» **CONSEGNA**: Prosegua il brano sull'indagine Censuswide relativa agli schermi degli smartphone osservati in pubblico, a partire dall'ultima frase riportata.

» **BRANO ESTRATTO**:
+-------+

L'indagine, condotta da Censuswide su un campione di 11.000 utenti di smartphone nel Regno Unito, Francia, Germania, Spagna, Italia, Svezia, Danimarca, Finlandia, Norvegia, Paesi Bassi e Belgio, ha rivelato che più della metà degli europei ha ammesso di aver dato un'occhiata allo schermo del telefono di uno sconosciuto in pubblico.
Da accidentale a curioso
Un rapporto di Censuswide ha rivelato che quasi il 56% degli intervistati ha dichiarato di aver guardato inavvertitamente lo schermo del telefono di uno sconosciuto, e il 24% lo ha fatto per curiosità. Dalle app di incontri alle informazioni finanziarie, il 33% ha affermato di aver visto contenuti personali sui telefoni di sconosciuti in luoghi pubblici.
Il 57% degli utenti ritiene che i mezzi pubblici siano il luogo in cui è più facile vedere gli schermi altrui. Interrogati sulla sicurezza dei propri telefoni nei luoghi pubblici, il 48% degli intervistati si è dichiarato fiducioso nell'utilizzo degli smartphone in aree affollate, mentre il 52% ha affermato che gli schermi dei telefoni sono molto facilmente "visibili" in questi luoghi.
Lo studio ha inoltre rivelato le diverse percezioni degli utenti in merito alla privacy sui telefoni cellulari. Il 48% dei partecipanti al sondaggio riteneva che l'utilizzo degli smartphone in pubblico garantisse comunque la privacy. Il restante 52%, invece, riteneva che gli schermi dei telefoni fossero facilmente visibili agli sconosciuti nei luoghi pubblici.

+-------+

» **DATI**:
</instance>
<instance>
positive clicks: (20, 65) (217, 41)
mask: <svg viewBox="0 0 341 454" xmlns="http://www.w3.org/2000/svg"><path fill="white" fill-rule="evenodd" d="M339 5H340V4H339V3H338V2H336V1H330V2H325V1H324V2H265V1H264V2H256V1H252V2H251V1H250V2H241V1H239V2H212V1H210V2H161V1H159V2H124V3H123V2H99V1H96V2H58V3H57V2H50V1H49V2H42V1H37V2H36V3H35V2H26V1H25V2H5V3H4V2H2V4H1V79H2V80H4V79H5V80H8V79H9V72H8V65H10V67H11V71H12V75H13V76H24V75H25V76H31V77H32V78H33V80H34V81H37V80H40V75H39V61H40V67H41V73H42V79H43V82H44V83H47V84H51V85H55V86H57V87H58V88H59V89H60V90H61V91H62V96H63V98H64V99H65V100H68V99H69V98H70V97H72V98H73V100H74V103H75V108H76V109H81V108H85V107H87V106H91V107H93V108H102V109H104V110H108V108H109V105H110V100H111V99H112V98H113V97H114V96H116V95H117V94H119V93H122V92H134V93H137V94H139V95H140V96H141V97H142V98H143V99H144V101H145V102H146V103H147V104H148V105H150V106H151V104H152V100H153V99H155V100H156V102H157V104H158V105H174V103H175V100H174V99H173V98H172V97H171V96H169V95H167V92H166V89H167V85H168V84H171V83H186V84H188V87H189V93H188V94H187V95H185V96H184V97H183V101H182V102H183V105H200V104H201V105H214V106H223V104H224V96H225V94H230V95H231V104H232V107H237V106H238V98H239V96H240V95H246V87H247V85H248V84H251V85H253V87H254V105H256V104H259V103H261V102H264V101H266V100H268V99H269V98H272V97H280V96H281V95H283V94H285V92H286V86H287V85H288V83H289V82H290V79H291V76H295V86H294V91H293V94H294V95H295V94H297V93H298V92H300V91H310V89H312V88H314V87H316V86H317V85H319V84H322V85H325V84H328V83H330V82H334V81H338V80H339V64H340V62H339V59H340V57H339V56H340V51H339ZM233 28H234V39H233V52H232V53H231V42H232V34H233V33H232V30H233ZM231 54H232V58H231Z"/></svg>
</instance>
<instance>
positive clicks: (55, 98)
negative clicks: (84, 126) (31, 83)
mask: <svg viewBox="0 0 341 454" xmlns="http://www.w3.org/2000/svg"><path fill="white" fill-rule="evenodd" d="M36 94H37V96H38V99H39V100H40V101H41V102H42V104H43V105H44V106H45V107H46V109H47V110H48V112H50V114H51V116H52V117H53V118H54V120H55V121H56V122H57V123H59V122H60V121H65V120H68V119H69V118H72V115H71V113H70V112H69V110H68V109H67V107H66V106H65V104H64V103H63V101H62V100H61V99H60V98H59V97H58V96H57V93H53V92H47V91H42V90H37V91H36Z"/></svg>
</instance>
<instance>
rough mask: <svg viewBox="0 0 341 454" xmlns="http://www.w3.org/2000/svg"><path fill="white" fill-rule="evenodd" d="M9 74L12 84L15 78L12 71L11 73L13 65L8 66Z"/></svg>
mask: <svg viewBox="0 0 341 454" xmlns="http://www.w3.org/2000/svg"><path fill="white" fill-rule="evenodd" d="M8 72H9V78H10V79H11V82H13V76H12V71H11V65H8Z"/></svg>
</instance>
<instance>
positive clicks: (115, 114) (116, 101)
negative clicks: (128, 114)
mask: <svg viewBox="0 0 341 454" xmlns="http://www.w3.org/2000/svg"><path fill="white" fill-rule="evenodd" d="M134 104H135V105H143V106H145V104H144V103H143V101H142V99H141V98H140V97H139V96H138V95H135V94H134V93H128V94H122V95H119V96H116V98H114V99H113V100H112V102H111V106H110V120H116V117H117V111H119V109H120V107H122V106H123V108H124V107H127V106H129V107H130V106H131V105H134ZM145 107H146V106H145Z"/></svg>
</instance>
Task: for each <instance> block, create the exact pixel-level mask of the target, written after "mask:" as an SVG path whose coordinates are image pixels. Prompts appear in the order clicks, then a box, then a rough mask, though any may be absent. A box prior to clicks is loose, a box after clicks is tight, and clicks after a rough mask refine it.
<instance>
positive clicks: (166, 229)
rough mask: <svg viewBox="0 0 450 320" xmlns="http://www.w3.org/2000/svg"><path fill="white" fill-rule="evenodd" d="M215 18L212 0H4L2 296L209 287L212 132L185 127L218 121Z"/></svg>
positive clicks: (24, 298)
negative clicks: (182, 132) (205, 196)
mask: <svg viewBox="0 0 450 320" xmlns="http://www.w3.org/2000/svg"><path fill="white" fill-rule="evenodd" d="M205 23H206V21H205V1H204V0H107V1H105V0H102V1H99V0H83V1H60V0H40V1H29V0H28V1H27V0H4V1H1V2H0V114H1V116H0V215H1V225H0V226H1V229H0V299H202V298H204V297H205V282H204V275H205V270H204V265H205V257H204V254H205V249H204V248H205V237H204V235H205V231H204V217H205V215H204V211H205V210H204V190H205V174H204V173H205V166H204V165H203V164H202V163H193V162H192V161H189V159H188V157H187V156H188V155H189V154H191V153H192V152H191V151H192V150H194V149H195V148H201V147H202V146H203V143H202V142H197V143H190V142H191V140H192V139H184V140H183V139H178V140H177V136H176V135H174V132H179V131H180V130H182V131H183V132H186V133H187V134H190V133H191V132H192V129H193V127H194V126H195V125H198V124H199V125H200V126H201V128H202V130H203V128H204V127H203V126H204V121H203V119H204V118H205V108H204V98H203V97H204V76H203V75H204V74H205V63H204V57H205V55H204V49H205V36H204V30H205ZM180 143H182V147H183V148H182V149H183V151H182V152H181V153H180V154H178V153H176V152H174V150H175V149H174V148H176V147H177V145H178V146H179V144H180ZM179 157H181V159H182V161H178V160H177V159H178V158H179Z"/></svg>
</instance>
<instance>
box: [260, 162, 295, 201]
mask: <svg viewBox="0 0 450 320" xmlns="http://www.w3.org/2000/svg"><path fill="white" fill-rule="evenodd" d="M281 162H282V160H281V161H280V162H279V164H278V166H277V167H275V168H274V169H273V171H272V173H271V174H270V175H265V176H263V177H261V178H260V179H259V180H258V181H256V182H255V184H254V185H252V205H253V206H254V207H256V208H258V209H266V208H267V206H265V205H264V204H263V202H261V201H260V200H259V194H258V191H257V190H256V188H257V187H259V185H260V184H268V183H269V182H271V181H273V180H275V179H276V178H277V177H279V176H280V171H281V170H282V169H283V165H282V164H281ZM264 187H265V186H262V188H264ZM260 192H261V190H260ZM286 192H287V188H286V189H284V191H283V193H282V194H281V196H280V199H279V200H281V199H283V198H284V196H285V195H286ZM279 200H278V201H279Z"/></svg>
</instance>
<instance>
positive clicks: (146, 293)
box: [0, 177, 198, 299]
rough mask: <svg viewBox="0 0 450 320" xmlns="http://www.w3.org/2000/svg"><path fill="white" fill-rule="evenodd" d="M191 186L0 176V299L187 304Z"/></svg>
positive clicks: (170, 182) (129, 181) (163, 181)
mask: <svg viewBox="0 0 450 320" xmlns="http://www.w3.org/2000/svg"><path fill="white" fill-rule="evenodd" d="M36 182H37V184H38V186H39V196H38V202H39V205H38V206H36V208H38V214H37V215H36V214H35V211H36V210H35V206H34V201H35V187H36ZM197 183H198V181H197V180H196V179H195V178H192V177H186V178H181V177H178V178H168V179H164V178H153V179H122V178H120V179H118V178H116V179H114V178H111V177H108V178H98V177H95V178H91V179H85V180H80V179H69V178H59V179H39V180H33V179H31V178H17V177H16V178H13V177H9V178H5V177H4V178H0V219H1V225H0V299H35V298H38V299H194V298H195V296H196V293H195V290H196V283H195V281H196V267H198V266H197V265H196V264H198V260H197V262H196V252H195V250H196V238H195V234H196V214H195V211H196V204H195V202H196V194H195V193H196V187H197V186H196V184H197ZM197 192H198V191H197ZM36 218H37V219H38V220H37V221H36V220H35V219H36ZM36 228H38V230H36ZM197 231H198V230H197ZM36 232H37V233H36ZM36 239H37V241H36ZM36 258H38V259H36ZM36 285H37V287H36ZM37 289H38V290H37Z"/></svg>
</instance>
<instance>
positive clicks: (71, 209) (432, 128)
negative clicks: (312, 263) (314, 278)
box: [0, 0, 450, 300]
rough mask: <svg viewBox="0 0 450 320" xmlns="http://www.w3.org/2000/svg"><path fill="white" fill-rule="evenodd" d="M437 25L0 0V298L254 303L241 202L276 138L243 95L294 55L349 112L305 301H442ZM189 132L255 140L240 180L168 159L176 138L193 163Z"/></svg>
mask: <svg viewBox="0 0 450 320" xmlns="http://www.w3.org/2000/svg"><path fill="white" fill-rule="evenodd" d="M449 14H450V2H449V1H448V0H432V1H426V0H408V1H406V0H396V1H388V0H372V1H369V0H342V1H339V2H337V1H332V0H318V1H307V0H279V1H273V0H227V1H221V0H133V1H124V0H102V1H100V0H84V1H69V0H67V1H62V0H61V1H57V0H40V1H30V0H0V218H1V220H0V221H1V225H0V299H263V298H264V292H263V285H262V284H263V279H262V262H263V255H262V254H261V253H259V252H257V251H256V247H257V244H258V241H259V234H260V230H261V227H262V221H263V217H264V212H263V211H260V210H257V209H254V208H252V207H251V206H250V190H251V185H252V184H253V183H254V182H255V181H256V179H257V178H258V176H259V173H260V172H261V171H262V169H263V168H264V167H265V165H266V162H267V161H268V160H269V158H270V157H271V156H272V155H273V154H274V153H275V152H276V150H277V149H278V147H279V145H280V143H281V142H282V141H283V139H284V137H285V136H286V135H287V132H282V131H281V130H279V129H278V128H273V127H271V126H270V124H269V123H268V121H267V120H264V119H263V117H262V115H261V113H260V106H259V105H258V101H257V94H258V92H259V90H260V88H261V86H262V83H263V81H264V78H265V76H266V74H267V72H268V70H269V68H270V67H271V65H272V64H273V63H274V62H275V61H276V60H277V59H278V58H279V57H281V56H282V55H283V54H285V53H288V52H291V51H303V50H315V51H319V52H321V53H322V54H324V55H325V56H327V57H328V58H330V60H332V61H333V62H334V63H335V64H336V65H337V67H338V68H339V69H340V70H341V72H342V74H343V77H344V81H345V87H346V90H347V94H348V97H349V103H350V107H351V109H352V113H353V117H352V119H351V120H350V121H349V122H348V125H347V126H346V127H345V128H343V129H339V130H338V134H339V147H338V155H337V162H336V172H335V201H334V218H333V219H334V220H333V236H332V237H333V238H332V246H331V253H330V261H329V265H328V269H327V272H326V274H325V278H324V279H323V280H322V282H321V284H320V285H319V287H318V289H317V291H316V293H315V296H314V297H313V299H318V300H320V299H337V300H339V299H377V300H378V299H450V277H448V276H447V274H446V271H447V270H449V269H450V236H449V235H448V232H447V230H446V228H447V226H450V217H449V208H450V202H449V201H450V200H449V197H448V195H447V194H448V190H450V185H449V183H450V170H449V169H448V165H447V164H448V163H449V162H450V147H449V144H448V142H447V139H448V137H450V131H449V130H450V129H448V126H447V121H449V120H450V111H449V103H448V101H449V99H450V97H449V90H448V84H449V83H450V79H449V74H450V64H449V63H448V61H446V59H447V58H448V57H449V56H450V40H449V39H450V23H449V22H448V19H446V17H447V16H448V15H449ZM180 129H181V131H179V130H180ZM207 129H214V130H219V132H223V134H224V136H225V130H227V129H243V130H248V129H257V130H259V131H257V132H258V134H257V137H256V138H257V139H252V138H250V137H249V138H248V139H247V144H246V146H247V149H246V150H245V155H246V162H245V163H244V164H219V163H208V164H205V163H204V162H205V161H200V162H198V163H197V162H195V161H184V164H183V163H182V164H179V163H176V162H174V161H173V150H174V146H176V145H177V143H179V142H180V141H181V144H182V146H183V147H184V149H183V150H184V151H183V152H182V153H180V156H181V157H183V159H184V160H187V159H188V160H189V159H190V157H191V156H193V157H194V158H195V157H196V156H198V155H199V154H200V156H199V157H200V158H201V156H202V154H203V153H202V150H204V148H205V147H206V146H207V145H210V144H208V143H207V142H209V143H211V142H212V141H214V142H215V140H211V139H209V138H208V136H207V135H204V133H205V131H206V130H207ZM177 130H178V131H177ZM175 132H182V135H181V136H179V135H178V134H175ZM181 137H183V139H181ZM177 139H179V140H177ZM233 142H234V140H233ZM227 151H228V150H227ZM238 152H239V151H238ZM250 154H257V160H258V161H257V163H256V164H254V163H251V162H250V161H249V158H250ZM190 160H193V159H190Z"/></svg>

+-------+

» **RISPOSTA FINALE**:
Quali dati sono oggetto di maggiore attenzione?
Nonostante la consapevolezza dei rischi da parte degli utenti, la ricerca di Censuswide ha rilevato che i contenuti visualizzati sugli schermi sono spesso molto più personali e sensibili. I contenuti più frequentemente visualizzati includono: foto personali e gallerie fotografiche (38%); volti o voci di altre persone durante le videochiamate (33%); messaggi privati da partner o coniugi (29%); notifiche o profili sui social media (27%); attività di acquisto online (17%); notifiche o profili di app di incontri (12%); e saldi di conto o informazioni bancarie (11%).
Secondo il sondaggio, solo il 9% degli utenti ha dichiarato che continuerebbe a usare il proprio smartphone se sospettasse che qualcuno stia sbirciando lo schermo. Il 42%, invece, ha smesso completamente di usare il dispositivo. Solo il 10% si è detto disposto a intervenire e a richiamare l'attenzione dell'altra persona.
Questi cambiamenti riflettono una tendenza più ampia nel modo di pensare alla privacy, che non riguarda solo la configurazione delle impostazioni del dispositivo, ma anche la risposta proattiva all'impatto dell'ambiente circostante.
Una soluzione a cui molti ricorrono è una pellicola protettiva per la privacy. Tuttavia, questo accessorio presenta diverse limitazioni in termini di capacità di visualizzazione ed estetica dello smartphone. Attualmente, la tecnologia di elaborazione dei pixel sugli schermi aiuta gli utenti a proteggere proattivamente la propria privacy nei luoghi pubblici. Samsung ha ora integrato l'Active Privacy Display nel suo smartphone di fascia alta Galaxy S26 Ultra.

Il Galaxy S26 Ultra è dotato di uno schermo anti-spionaggio.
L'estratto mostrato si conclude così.